- Oman hired banks for a planned bond issue -expected to raise USD 2bn- and which would be the nation’s first international issuance this year.
- Revenue from hotels in Oman increased by 10.4% yoy to OMR 71mn (USD 183.8mn) in Q1 this year; however, occupancy rates fell by 2.3% to 68.4 at end-Mar.
- Oman’s water sector will be restructured by end-2019: 3 companies will be formed, each providing potable water & wastewater services within specific geographical area, allowing increased competition and delivery of sustainable services.
- Qatar’s stock exchange is developing two new Exchange Traded Funds, one focused on gold and another for sharia-compliant assets outside of Qatar, according to its CEO. He also revealed that foreigners held about 11% of the companies listed on the exchange but make up about 30-40% of daily turnover.

### Source information
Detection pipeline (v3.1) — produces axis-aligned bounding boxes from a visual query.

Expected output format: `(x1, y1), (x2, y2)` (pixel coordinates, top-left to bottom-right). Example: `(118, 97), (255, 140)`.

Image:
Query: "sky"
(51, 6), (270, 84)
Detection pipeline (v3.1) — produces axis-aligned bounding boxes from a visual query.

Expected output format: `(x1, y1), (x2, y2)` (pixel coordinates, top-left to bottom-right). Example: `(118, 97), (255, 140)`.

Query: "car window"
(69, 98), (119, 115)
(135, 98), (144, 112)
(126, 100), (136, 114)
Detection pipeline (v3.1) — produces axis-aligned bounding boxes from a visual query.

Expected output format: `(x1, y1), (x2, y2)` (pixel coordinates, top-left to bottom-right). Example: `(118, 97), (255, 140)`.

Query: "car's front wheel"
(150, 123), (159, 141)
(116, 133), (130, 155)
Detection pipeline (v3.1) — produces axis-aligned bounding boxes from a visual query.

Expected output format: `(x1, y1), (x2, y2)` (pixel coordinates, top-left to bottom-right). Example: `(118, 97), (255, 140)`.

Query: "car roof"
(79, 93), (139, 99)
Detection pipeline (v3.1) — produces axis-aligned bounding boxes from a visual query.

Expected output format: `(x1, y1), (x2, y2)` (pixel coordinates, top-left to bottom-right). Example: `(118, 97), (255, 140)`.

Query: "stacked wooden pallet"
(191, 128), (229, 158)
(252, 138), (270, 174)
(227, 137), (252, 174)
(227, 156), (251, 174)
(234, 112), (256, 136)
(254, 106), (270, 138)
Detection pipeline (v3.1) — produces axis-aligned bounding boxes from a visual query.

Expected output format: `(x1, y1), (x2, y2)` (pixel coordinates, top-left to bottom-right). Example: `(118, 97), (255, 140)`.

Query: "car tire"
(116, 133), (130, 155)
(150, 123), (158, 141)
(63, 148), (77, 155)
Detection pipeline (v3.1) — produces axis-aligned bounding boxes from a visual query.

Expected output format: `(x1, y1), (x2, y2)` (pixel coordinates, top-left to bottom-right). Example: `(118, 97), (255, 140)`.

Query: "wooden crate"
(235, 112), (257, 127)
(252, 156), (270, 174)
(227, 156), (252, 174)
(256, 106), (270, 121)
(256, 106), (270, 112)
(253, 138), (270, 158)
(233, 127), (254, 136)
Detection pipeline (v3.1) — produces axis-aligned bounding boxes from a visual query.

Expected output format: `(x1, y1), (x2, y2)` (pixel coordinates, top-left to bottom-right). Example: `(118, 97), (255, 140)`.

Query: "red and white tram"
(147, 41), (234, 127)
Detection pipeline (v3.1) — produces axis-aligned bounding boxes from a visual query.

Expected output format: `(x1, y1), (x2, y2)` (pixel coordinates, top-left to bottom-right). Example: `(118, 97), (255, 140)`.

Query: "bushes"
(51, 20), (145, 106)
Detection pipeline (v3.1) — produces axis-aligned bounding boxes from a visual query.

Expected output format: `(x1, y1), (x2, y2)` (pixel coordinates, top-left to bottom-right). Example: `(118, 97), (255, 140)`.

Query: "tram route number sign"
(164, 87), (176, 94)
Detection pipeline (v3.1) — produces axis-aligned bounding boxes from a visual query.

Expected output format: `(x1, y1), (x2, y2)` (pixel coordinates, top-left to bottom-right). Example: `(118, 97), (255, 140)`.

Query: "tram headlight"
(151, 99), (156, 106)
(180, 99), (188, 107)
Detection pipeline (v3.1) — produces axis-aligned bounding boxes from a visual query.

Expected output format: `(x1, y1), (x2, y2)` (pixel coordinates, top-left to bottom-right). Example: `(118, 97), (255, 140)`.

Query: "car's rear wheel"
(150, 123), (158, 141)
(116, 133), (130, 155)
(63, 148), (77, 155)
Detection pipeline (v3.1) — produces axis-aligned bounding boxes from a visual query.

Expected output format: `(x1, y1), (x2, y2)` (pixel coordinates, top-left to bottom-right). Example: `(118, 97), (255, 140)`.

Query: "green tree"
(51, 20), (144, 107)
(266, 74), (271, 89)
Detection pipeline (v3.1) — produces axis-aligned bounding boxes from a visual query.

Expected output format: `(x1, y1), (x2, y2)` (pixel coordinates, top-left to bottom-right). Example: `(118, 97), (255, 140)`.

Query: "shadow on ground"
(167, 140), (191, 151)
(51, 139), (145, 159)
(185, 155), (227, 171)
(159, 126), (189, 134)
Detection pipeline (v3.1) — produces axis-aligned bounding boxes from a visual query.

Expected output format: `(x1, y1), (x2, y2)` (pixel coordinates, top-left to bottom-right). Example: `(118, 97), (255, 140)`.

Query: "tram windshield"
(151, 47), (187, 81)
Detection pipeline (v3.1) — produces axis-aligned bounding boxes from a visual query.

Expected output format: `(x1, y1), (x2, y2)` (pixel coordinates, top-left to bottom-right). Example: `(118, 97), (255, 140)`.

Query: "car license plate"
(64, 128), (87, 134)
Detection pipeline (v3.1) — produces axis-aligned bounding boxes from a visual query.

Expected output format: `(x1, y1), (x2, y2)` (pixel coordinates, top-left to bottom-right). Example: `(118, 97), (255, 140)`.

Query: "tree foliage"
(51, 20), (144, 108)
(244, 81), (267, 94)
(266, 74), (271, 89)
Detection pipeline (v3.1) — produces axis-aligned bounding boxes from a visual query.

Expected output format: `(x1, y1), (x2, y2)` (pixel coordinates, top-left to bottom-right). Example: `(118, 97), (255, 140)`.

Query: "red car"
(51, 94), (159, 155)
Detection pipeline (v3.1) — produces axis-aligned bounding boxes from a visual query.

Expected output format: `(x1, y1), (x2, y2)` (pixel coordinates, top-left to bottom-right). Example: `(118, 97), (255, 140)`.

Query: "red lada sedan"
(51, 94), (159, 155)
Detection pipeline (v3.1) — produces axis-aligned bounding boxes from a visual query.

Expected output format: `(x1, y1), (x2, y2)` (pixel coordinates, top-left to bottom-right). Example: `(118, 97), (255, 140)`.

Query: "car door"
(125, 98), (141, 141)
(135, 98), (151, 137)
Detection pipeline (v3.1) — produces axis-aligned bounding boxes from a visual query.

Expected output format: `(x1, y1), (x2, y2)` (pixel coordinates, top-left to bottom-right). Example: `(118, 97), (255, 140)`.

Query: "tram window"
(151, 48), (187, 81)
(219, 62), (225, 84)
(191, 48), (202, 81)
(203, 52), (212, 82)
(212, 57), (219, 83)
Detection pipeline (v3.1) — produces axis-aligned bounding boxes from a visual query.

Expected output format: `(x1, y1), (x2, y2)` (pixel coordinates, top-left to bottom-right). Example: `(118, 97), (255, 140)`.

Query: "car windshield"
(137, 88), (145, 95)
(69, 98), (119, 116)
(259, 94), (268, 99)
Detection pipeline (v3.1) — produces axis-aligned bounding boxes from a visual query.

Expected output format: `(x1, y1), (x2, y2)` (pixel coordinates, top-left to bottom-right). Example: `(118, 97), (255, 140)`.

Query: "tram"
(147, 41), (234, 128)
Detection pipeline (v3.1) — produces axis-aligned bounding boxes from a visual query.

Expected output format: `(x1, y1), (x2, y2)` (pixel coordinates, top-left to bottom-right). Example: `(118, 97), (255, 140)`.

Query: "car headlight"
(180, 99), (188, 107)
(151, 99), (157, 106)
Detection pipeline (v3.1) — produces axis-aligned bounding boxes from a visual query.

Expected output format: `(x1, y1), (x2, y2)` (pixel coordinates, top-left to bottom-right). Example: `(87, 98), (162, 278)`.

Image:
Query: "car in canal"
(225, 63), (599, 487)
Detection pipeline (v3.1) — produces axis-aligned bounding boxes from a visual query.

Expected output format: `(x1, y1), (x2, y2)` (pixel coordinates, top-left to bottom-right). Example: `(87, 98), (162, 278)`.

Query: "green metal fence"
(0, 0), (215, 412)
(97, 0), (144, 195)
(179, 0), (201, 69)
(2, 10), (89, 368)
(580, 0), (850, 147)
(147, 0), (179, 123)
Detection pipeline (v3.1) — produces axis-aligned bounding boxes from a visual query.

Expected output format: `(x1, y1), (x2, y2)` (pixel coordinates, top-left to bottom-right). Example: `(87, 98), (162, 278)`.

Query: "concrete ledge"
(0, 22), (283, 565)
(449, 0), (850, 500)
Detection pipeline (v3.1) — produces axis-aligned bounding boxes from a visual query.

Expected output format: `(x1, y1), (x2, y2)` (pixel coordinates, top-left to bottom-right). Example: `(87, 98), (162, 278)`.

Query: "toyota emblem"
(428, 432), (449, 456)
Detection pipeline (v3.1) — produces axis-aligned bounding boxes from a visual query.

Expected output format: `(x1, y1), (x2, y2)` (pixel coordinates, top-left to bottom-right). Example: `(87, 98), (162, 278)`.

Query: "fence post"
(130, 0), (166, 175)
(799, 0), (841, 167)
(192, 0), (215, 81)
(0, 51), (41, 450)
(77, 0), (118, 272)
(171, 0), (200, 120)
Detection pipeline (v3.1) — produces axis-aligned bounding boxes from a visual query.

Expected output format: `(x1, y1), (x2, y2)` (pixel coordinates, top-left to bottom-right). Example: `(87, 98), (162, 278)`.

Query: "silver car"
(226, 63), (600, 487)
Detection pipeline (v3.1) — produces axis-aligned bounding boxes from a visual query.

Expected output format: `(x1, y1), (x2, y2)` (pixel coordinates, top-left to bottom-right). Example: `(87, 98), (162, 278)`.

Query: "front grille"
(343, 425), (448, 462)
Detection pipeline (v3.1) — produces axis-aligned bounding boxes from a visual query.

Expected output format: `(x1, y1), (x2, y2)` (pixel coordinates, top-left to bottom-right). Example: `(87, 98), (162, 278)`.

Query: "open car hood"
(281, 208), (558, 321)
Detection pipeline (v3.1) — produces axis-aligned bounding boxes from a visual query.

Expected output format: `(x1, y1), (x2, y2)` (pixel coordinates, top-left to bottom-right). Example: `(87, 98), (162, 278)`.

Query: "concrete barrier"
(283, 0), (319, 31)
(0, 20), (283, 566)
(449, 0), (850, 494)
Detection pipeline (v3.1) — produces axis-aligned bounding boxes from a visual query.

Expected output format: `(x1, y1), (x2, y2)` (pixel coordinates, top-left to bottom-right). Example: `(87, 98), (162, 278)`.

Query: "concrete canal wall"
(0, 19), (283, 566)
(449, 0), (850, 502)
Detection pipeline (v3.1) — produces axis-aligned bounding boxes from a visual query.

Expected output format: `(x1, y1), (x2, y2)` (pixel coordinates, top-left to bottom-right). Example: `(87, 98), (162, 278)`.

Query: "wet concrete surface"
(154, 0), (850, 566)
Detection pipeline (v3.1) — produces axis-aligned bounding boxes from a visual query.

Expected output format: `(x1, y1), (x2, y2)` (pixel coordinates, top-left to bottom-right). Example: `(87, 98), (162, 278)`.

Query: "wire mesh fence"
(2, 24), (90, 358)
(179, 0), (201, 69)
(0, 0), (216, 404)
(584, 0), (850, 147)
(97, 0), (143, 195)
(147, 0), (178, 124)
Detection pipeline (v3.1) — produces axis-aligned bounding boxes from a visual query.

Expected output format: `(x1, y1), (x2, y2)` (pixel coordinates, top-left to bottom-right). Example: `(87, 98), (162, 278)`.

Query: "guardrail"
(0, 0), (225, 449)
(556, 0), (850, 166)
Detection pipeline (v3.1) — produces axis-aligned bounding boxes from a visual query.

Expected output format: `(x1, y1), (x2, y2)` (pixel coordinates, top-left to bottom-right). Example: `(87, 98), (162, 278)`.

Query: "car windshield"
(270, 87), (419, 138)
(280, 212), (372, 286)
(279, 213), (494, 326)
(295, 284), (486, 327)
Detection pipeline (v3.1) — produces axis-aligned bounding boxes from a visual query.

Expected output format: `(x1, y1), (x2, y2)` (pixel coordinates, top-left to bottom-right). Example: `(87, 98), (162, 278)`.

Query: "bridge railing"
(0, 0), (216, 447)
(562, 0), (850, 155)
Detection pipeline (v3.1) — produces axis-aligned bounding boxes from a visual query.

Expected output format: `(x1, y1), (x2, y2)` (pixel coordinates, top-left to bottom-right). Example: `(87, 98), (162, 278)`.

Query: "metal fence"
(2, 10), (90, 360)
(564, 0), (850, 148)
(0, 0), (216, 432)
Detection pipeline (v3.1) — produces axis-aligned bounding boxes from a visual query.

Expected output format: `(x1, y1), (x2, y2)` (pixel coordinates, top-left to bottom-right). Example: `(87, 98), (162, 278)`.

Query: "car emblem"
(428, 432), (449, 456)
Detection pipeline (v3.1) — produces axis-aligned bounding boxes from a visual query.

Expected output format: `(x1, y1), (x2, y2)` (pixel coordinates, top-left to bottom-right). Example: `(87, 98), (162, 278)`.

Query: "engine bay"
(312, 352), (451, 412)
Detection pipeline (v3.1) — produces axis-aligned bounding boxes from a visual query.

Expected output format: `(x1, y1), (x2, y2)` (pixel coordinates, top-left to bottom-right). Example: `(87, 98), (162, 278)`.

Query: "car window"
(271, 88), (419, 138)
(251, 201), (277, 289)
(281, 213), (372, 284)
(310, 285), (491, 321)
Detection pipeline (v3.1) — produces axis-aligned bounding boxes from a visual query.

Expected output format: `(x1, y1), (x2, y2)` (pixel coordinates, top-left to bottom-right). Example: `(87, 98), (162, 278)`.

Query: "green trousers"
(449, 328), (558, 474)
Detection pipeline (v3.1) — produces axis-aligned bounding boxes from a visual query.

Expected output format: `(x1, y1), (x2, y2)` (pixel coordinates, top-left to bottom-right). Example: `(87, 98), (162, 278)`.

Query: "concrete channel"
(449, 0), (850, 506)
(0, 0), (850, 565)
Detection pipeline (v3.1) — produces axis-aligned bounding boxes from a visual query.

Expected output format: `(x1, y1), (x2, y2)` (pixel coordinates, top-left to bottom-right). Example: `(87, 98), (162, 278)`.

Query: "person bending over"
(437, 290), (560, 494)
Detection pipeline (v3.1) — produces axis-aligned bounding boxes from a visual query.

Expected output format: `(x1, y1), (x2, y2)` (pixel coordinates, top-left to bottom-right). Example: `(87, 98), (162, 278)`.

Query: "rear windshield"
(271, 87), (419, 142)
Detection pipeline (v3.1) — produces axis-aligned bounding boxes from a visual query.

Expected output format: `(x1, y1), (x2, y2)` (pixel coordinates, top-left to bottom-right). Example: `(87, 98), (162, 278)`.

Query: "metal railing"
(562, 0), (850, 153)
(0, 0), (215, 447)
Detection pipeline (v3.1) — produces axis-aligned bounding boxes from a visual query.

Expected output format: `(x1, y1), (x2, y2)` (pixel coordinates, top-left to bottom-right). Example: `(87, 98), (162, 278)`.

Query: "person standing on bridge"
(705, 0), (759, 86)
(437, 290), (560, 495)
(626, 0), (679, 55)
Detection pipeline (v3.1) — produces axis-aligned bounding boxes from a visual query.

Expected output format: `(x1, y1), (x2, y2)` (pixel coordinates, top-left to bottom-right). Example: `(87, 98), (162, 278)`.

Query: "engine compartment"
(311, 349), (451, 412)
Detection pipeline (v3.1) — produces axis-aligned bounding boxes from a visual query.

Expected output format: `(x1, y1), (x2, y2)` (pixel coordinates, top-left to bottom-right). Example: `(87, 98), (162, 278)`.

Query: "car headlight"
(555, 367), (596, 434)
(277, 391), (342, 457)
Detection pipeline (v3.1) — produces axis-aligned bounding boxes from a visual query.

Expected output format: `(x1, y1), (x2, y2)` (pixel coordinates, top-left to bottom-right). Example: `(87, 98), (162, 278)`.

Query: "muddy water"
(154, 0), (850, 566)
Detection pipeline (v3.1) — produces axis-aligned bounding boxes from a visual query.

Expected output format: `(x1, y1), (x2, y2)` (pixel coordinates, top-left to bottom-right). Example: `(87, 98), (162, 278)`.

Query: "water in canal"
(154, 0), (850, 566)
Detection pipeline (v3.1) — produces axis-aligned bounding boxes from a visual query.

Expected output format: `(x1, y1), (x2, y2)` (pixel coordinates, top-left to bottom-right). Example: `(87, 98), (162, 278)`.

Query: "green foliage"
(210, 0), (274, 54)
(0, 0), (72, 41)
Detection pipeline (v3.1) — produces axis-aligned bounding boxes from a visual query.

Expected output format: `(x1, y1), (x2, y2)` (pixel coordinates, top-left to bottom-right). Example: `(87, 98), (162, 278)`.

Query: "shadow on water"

### Exercise prompt
Reproduce the portion of the Oman and Qatar news summary between "- Oman hired" and "of daily turnover.", inclusive.

### Answer to the problem
- Oman hired banks for a planned bond issue -expected to raise USD 2bn- and which would be the nation’s first international issuance this year.
- Revenue from hotels in Oman increased by 10.4% yoy to OMR 71mn (USD 183.8mn) in Q1 this year; however, occupancy rates fell by 2.3% to 68.4 at end-Mar.
- Oman’s water sector will be restructured by end-2019: 3 companies will be formed, each providing potable water & wastewater services within specific geographical area, allowing increased competition and delivery of sustainable services.
- Qatar’s stock exchange is developing two new Exchange Traded Funds, one focused on gold and another for sharia-compliant assets outside of Qatar, according to its CEO. He also revealed that foreigners held about 11% of the companies listed on the exchange but make up about 30-40% of daily turnover.